### PROVIDED PASSAGE

==========

By Carrie Rossenfeld
LADERA RANCH, CA—The disparity between what healthcare providers and healthcare real estate owners strive for requires delicacy and hands-on care from real estate professionals, Cypress West Partners principals Chris Cumella and Jeff Johnson tell GlobeSt.com. Earlier this week, we reported on our interview with the principals about their firm’s latest medical-office building acquisition and what the investment market is like for healthcare. Here, we continue our interview discussing some of the greatest challenges and opportunities in healthcare real estate.
GlobeSt.com: Where is the greatest opportunity to add value to the assets you are acquiring, considering current healthcare industry trends and demands?
Johnson: Speaking from our portfolio experience, this almost goes back to the question about fragmentation of the market. We’ve had some acquisitions by individual owners who don’t have professional management, so there’s opportunity for there. Also, going in and understanding the leases and being able to charge rent appropriately based on what the leases say, as well as refining expenses, is a needed skill. There are opportunities with energy efficiency, so we’re looking at lighting retrofits since changing to LED makes all the difference and drives bottom-line revenues for owners.
GlobeSt.com: What are the greatest challenges?

==========

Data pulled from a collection
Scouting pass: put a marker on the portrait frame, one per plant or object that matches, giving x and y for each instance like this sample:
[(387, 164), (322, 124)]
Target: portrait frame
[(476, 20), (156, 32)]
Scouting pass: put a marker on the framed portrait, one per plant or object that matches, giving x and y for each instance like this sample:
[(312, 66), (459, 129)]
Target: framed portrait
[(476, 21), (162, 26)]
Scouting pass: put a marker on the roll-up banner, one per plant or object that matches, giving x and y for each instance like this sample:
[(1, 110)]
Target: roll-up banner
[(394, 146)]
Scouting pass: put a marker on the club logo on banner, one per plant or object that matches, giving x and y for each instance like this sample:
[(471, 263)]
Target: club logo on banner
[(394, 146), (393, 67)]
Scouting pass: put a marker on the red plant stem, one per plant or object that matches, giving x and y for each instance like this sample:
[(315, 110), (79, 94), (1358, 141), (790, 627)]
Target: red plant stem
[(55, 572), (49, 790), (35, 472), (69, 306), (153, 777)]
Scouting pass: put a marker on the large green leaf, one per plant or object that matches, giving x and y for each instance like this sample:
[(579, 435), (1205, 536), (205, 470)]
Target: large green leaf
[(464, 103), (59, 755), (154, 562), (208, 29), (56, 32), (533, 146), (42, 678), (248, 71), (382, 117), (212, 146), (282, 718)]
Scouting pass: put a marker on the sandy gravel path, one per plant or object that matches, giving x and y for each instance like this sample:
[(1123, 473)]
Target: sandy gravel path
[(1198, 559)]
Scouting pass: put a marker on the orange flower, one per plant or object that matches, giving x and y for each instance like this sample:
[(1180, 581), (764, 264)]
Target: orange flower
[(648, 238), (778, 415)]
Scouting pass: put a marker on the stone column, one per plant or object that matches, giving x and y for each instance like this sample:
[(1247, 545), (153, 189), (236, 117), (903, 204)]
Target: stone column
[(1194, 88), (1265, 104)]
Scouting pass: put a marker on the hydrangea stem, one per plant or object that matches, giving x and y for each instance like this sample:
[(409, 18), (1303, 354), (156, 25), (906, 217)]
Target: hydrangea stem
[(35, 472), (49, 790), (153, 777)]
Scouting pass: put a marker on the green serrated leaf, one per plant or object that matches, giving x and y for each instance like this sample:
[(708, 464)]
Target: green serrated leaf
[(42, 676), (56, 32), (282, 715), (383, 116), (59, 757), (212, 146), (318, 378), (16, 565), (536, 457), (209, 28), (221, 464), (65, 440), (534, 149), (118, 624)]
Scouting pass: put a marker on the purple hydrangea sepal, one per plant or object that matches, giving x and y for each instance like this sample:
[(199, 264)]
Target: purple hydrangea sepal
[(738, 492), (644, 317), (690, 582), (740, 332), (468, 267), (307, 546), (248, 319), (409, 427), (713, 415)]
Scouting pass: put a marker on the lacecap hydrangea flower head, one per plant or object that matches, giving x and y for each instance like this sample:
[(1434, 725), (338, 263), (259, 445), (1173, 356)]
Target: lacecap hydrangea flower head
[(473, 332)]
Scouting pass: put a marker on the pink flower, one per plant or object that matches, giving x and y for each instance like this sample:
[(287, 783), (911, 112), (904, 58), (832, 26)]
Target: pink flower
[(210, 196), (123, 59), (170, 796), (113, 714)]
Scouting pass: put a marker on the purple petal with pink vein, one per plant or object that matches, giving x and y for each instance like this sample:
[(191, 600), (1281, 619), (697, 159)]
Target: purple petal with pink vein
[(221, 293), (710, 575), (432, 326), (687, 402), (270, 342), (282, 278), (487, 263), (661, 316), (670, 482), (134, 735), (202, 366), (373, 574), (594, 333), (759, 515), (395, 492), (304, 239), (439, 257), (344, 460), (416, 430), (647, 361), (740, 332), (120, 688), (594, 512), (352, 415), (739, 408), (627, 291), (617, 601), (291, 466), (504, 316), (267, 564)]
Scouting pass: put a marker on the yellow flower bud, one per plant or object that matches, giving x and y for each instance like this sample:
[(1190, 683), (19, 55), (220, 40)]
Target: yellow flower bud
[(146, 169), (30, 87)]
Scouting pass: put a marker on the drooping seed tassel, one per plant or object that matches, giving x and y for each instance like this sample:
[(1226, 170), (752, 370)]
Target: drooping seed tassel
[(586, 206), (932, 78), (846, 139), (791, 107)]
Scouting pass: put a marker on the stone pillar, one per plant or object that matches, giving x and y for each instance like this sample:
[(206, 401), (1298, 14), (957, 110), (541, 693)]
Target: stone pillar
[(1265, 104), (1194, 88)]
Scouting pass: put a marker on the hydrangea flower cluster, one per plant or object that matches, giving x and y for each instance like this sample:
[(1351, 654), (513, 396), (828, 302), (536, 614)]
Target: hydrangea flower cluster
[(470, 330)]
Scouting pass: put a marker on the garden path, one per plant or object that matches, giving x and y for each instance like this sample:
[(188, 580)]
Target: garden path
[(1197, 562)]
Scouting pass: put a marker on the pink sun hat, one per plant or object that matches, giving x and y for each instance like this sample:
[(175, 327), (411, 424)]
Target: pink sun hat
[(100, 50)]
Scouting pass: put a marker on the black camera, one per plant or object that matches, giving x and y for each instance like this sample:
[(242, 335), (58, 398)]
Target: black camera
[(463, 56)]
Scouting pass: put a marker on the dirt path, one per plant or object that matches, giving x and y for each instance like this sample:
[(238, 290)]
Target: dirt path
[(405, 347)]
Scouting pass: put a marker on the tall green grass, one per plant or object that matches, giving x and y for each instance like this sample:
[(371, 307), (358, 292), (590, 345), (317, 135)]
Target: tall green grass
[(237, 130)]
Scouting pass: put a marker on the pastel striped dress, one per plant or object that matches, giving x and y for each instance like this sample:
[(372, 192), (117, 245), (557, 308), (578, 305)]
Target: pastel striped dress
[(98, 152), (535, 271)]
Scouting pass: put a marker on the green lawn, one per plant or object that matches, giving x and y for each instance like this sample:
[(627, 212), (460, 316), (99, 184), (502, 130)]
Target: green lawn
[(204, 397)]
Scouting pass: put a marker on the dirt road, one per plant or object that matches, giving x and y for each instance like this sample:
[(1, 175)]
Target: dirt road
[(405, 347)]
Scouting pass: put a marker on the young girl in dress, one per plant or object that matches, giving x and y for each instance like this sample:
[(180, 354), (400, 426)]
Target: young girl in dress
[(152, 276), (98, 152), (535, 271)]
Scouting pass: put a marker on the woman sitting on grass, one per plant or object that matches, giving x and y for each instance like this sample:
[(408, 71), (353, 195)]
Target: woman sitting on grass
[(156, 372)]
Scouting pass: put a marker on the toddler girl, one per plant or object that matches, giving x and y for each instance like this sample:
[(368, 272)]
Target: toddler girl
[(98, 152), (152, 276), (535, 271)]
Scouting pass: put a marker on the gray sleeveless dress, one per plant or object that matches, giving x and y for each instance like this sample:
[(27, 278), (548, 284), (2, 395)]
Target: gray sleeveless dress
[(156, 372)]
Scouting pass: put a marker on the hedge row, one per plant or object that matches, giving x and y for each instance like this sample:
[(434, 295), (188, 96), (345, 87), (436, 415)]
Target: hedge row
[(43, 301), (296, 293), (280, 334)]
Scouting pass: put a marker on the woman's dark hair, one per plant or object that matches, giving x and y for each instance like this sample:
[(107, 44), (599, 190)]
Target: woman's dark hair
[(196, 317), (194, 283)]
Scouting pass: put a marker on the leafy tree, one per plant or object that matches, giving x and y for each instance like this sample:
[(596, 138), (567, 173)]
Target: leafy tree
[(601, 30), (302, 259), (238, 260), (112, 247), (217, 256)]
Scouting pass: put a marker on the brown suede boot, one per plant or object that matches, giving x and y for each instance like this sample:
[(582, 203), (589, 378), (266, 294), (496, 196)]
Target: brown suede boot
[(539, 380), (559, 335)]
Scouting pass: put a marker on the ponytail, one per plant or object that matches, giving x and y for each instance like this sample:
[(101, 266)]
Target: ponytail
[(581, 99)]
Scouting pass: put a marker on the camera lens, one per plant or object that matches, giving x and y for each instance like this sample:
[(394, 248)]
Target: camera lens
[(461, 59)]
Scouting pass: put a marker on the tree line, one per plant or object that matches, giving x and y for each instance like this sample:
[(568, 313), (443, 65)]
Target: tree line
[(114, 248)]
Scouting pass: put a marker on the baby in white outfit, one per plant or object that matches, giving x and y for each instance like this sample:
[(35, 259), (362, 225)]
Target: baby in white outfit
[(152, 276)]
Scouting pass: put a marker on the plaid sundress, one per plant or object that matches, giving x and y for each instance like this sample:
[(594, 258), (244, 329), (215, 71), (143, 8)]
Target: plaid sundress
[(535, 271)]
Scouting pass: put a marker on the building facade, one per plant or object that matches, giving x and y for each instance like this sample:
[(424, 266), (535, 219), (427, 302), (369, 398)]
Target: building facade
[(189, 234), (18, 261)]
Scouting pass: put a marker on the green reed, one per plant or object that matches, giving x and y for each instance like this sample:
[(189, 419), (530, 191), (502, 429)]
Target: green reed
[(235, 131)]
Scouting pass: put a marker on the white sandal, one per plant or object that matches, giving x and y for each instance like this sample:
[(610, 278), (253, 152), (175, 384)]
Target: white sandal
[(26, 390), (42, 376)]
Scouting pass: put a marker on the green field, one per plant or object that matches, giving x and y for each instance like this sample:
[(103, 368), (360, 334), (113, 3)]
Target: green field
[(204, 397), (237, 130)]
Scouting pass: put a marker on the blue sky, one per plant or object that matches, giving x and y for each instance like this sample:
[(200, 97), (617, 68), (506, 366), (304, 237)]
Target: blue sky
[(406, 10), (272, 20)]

==========

### QUESTIONS ON THE MATERIAL
1. From the healthcare real estate interview, repeat word for word the part that opens with the words containing "GlobeSt.com: Where is" and closes with "trends and demands?".
2. In the healthcare real estate interview, what firm are Chris Cumella and Jeff Johnson principals of?
3. Resume the healthcare real estate interview, picking up right after its final sentence.

### ANSWERS BELOW
1.
GlobeSt.com: Where is the greatest opportunity to add value to the assets you are acquiring, considering current healthcare industry trends and demands?

2. Cypress West Partners

3.
Johnson: The market today is very different from what it was two years ago. At that time, we could have said that everything was slow and nobody was making decisions. We were doing one-year leases at a time, and it was a stretch to get that from the doctors. For the last 1.5 years, I wouldn’t say they have total visibility with what’s going on with healthcare—one doctor said in about three years he will have visibility, but he has to make decisions now. A lot of the doctors are partnering up in groups and selling out to the hospitals—that’s the biggest challenge. We’re seeing larger, chunkier users, and the average deal is between 3,000 square feet and 5,000 square feet, whereas it used to be around 1,500 square feet.
Cumella: With hospitals and hotel systems, it’s like asking a battleship to make a U-turn. If they start now, in a couple of months they may be about to turn around. They’re big organizations, and it takes them time to react. They spend much more time thinking about making decisions.
With institutional money in healthcare, there’s a cultural clash there, but which one is right? Hospitals are from Venus, and institutions are from Mars. While the industry is bottom-line focused, it’s not bottom line driven for hospitals, especially religious-backed hospitals. Their goal is to deliver quality healthcare to the community—that’s their mission and that’s their daily driver. It’s a different animal than big-box retail.
GlobeSt.com: What is the key to managing healthcare assets today?
Johnson: We have a lot of individual doctors in buildings, and it’s very personal for them. They write checks to pay rent. You have to pay attention to detail, understand their practice and what they’re going through. It helps to have a focus on that.
Cumella: These are high-traffic buildings. It’s not like everybody comes in in the morning and leaves at night. A medical-office building turns over parking spaces every hour, and patients are coming in from the early morning until late at night. It’s a high-velocity business. It can be overwhelming on the staff and on the building systems themselves. The difference between a regular office building and a medical-office building is like the difference between two cars that are both 2012 models, but one has 80,000 miles on it and one has 2,000 miles on it. They’re both the same age, but one has been used a lot more. You have to learn to work on that investment.
GlobeSt.com: Where is the greatest opportunity?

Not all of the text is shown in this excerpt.